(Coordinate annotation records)
····················

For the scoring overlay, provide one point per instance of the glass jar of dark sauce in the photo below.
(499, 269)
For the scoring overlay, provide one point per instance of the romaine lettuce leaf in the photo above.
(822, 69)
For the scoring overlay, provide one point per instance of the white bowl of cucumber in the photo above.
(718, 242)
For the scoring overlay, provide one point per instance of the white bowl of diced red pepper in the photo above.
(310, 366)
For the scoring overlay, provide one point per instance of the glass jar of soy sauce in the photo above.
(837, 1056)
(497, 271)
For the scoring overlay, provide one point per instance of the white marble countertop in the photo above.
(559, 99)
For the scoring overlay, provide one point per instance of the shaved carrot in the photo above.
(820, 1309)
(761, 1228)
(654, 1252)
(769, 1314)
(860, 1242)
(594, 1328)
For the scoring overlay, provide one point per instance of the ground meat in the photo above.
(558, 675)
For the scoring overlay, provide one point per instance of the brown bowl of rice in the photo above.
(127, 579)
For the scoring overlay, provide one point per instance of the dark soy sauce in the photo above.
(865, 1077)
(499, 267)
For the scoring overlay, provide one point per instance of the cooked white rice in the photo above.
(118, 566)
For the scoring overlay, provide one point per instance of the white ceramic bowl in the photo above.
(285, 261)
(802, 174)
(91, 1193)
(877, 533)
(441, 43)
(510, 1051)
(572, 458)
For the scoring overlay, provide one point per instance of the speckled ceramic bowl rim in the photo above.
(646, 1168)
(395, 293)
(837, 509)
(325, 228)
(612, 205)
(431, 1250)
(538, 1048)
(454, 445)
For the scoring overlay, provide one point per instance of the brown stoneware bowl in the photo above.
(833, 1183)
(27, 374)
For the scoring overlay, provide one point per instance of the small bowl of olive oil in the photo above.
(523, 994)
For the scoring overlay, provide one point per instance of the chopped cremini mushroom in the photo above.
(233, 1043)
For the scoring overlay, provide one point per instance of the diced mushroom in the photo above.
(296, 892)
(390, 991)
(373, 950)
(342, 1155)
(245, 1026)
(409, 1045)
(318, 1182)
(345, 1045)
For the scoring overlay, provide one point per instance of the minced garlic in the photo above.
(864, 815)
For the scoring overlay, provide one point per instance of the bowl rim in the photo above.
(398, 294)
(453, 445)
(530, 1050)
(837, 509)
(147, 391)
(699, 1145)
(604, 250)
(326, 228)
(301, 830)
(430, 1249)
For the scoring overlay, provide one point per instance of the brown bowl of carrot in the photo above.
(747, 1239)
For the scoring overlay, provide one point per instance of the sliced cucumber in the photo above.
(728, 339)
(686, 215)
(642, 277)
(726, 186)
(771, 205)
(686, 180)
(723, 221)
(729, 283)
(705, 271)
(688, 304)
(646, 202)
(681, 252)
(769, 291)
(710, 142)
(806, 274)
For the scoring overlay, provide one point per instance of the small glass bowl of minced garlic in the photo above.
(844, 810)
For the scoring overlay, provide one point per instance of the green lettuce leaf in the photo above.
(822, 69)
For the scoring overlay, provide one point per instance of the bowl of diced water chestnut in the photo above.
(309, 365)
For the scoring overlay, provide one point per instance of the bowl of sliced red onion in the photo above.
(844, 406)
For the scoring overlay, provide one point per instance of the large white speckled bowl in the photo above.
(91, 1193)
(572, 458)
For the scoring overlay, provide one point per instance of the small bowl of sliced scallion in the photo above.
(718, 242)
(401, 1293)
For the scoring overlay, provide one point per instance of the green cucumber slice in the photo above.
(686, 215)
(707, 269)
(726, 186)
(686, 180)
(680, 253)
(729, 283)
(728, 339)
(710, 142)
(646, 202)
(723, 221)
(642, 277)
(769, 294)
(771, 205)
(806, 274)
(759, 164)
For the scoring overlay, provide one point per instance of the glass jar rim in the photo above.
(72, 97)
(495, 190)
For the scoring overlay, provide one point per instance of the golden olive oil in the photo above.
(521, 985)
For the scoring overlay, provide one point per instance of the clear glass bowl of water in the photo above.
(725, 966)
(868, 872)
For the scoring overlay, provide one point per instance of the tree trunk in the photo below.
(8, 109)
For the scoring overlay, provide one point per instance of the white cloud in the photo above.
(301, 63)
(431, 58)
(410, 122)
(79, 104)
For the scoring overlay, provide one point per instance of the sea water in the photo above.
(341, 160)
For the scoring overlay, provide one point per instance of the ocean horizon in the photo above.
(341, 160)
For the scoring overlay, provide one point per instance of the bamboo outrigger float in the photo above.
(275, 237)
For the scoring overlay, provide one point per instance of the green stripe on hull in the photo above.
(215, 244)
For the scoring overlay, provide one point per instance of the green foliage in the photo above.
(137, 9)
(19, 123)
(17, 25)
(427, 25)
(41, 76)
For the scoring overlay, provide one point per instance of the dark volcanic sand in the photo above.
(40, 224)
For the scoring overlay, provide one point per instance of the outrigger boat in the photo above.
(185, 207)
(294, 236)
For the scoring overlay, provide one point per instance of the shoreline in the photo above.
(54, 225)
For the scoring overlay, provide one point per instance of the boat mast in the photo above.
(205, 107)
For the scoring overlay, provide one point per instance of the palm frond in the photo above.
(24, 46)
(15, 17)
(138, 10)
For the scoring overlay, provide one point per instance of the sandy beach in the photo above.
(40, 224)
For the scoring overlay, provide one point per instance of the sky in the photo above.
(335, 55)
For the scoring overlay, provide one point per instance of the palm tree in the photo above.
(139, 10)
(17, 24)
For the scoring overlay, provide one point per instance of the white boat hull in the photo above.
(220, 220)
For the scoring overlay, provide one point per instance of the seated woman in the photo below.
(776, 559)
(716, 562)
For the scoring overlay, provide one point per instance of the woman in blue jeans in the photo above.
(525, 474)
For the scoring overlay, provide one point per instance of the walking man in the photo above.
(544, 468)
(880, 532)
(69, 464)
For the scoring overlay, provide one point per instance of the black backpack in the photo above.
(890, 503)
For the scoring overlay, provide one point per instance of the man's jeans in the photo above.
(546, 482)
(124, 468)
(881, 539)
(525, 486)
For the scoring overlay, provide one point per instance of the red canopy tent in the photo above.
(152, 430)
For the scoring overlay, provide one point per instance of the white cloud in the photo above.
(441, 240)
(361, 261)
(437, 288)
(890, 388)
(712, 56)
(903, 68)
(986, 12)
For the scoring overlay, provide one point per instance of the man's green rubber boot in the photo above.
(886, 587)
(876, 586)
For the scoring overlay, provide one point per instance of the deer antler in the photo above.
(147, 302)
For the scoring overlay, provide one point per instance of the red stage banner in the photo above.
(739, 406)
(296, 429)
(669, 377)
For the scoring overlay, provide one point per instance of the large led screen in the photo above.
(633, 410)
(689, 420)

····················

Description of the task
Express the material above as a Markdown table with the columns "No." and "Entry": start at the line that contains "meat in the photo above." and stop after the line that contains "(345, 1045)". Give each line its own numbered row, and skip any blank lines.

Expected answer
| No. | Entry |
|---|---|
| 1 | For the scoring overlay, provide one point per instance of the ground meat in the photo above. |
| 2 | (558, 675) |
| 3 | For the scoring overlay, provide one point per instance of the brown bowl of rice in the photo above. |
| 4 | (127, 579) |
| 5 | For the scoring overlay, provide one point per instance of the dark soy sauce in the photo above. |
| 6 | (865, 1077) |
| 7 | (499, 267) |
| 8 | For the scoring overlay, provide one point per instance of the cooked white rice in the photo above. |
| 9 | (118, 566) |
| 10 | For the scoring overlay, provide one point per instance of the white ceramic bowl in the photo above. |
| 11 | (285, 261) |
| 12 | (802, 174) |
| 13 | (91, 1193) |
| 14 | (877, 533) |
| 15 | (441, 43) |
| 16 | (510, 1051) |
| 17 | (572, 458) |
| 18 | For the scoring overlay, provide one point per instance of the speckled ceramic bowl rim in the photo above. |
| 19 | (646, 1168) |
| 20 | (395, 293) |
| 21 | (837, 509) |
| 22 | (325, 228) |
| 23 | (612, 205) |
| 24 | (431, 1250) |
| 25 | (538, 1048) |
| 26 | (454, 445) |
| 27 | For the scoring overlay, provide one point per instance of the brown stoneware bowl in the photo above. |
| 28 | (833, 1183) |
| 29 | (27, 374) |
| 30 | For the scoring overlay, provide one point per instance of the small bowl of olive oil in the photo above. |
| 31 | (523, 994) |
| 32 | For the scoring overlay, provide one point per instance of the chopped cremini mushroom in the photo above. |
| 33 | (233, 1043) |
| 34 | For the scoring overlay, provide one point per instance of the diced mushroom in the photo above. |
| 35 | (296, 892) |
| 36 | (390, 991) |
| 37 | (373, 950) |
| 38 | (342, 1155) |
| 39 | (245, 1026) |
| 40 | (409, 1045) |
| 41 | (318, 1182) |
| 42 | (345, 1045) |